─── Input records ───
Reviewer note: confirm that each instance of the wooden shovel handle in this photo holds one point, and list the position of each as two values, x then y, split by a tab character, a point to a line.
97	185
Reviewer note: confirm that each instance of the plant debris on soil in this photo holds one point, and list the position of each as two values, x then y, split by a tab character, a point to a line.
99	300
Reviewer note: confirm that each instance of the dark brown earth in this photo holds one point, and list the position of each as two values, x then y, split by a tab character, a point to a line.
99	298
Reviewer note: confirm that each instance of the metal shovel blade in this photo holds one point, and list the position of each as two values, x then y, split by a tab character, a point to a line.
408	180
───
> _Problem to work on_
Rewrite all the rows above, requests included, and shift every coordinate in the answers by adding 81 to it.

> _The response_
Reviewer note: confirm that each instance of the wooden shovel handle in this photo holds one point, and list the position of each as two values, x then y, split by a tab character, a point to a line.
178	266
Reviewer note: confirm that each instance of the plant debris on soil in this photo holds one point, and list the position of each as two values, x then y, split by a tab character, a point to a line.
180	381
Reviewer note: confirm that each instance of the dark brown earth in this photo holds one point, and list the position of each as two values, x then y, split by a tab character, a point to a line.
180	379
Reviewer note: confirm that each instance of the metal shovel blade in this photo holds one point, and list the position of each as two values, x then y, split by a tab character, a point to a line.
489	261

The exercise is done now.